::: Selected passage :::
Tax 101 – a simple tax guide for immigrants to Ireland
Ireland is an attractive destination for immigration. As an English-speaking EU member state with a world-class education system, transparent and fair State structures, plenty of foreign investment, Ireland is seeing a rise in the number of high-net-worth foreigners seeking Irish residency.
Whether you are planning to move to Ireland permanently or you plan to obtain residency without moving thanks to the flexibility of the IIP, it is important to know what specific tax obligations come with your situation, and if there are actions you may need to take to get your tax affairs in order.
Planning your finances before you become liable for Irish taxes and understanding global income tax can save you a significant amount of money. Taxes can be expensive and burdensome, but there are ways to minimize your tax liability in a legal way.
Income Tax, Capital Gains Tax, Inheritance Tax and other taxes
An individual can only be regarded as an Irish tax resident for a given tax year if he or she spends 183 days or more in Ireland during the tax year, or 280 days or more in Ireland in the current tax year and the previous tax year combined. In other words, given the flexibility of IIP, which requires a minimum stay of just one day in a year, investors spending less than 183 days a year who are domiciled outside of Ireland would not be liable to Irish tax. It is worth noting that investors who stay in Ireland for more than 183 days in a tax year, as long as their earnings are not remitted into Ireland, they may not fall within the Irish income tax net.
:::
Complete the following:
1. In the tax guide, change "investors" to "applicants" and give again the part that opens with the words containing "Income Tax, Capital" and closes with "income tax net.".
2. Which taxes does the tax guide name individually in its heading about taxes?
::: Raw records :::
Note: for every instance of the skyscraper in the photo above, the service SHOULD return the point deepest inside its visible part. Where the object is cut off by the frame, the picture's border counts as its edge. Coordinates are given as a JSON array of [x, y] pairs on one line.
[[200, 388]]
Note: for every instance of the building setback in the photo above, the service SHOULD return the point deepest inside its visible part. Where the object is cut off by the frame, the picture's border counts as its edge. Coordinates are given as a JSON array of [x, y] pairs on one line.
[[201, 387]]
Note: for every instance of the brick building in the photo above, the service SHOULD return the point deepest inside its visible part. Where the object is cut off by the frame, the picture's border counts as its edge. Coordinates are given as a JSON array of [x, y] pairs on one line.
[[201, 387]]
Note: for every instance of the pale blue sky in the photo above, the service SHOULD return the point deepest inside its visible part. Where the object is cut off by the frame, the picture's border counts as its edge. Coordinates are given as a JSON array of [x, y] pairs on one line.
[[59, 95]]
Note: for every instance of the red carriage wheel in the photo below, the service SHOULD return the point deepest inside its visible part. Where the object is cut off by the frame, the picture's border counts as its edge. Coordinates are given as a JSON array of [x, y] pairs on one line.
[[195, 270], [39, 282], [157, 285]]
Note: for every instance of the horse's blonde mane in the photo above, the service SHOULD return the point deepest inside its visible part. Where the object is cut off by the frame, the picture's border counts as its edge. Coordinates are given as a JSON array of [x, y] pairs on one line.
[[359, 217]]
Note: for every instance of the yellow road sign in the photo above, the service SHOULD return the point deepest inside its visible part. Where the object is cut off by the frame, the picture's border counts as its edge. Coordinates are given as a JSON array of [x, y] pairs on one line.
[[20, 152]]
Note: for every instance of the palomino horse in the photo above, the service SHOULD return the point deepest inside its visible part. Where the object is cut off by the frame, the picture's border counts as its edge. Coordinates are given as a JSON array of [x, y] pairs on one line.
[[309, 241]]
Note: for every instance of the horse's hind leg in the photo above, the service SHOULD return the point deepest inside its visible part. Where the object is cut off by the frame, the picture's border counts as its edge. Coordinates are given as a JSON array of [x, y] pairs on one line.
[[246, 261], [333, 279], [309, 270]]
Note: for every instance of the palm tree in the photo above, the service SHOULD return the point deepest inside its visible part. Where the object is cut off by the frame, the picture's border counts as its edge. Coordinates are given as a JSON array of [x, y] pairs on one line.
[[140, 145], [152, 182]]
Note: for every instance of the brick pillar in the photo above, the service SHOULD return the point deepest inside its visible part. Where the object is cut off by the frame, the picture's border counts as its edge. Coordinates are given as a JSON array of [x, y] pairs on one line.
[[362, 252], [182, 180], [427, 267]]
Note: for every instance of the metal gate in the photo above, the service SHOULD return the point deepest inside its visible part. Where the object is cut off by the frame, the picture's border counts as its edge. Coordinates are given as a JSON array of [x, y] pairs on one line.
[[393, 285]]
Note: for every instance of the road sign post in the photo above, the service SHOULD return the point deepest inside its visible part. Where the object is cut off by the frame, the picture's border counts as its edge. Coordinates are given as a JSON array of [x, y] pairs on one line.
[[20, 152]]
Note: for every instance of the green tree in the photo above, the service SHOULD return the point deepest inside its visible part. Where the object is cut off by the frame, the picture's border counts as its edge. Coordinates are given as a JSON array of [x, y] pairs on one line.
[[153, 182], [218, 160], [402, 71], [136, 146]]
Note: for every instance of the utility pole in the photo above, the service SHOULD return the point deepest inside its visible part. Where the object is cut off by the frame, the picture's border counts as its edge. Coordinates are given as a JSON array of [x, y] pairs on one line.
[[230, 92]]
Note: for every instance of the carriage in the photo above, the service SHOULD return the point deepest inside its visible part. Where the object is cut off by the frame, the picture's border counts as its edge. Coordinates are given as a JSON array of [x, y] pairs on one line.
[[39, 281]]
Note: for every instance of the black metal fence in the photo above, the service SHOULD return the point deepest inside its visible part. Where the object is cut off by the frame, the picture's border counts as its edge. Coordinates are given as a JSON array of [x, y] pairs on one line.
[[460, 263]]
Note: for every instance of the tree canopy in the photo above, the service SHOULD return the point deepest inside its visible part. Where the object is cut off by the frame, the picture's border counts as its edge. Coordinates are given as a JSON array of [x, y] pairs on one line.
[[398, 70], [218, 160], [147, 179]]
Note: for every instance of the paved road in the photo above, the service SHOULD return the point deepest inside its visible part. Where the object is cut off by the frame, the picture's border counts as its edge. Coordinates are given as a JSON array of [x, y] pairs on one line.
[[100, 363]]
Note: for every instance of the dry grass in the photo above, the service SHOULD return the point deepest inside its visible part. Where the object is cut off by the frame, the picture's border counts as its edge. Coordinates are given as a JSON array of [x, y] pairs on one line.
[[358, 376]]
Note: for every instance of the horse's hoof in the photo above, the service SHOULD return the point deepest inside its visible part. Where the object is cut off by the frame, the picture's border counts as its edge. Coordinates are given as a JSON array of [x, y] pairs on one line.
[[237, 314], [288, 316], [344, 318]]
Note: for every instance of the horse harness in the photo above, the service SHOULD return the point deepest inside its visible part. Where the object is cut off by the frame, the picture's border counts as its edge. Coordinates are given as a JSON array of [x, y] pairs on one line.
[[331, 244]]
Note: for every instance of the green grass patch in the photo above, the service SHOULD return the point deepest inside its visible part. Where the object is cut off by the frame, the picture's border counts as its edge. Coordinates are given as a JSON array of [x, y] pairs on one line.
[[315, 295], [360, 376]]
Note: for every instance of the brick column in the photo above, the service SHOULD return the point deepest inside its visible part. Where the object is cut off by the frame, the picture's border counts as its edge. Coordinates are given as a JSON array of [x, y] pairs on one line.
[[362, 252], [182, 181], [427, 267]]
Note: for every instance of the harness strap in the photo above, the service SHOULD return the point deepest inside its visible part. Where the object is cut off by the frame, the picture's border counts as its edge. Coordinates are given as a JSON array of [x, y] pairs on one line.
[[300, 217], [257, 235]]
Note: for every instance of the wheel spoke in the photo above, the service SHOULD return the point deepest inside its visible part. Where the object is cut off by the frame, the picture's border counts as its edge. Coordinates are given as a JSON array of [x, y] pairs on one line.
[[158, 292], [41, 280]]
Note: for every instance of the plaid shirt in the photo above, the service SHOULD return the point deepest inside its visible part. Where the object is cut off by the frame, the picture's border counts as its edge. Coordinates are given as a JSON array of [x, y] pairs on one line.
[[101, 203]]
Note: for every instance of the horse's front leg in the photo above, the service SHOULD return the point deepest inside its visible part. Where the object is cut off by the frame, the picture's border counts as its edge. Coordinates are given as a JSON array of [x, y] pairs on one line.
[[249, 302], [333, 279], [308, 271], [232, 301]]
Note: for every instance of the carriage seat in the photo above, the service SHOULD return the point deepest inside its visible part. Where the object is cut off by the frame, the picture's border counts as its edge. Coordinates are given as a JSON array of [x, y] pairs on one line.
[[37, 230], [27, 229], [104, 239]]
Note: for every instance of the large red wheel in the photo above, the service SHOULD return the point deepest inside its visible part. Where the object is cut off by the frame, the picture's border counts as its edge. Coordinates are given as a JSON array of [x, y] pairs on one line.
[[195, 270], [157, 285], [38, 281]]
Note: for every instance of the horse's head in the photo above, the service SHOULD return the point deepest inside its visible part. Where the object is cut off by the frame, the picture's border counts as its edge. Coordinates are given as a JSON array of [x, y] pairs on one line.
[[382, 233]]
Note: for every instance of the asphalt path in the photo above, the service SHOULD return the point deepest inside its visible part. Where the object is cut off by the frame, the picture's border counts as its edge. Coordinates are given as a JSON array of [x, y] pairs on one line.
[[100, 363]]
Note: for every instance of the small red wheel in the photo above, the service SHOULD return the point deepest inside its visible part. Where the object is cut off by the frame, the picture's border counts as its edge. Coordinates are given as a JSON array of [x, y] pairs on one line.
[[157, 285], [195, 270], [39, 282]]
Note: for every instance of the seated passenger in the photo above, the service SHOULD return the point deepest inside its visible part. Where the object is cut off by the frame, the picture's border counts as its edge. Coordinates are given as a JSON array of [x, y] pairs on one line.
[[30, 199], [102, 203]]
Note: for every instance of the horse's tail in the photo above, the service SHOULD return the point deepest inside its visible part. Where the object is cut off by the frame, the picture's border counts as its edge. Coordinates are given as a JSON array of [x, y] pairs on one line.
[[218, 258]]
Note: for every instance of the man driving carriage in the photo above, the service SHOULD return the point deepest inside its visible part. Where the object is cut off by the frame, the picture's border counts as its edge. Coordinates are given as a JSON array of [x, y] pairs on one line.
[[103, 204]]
:::
Expected answers:
1.
Income Tax, Capital Gains Tax, Inheritance Tax and other taxes
An individual can only be regarded as an Irish tax resident for a given tax year if he or she spends 183 days or more in Ireland during the tax year, or 280 days or more in Ireland in the current tax year and the previous tax year combined. In other words, given the flexibility of IIP, which requires a minimum stay of just one day in a year, applicants spending less than 183 days a year who are domiciled outside of Ireland would not be liable to Irish tax. It is worth noting that applicants who stay in Ireland for more than 183 days in a tax year, as long as their earnings are not remitted into Ireland, they may not fall within the Irish income tax net.

2. Income Tax, Capital Gains Tax, Inheritance Tax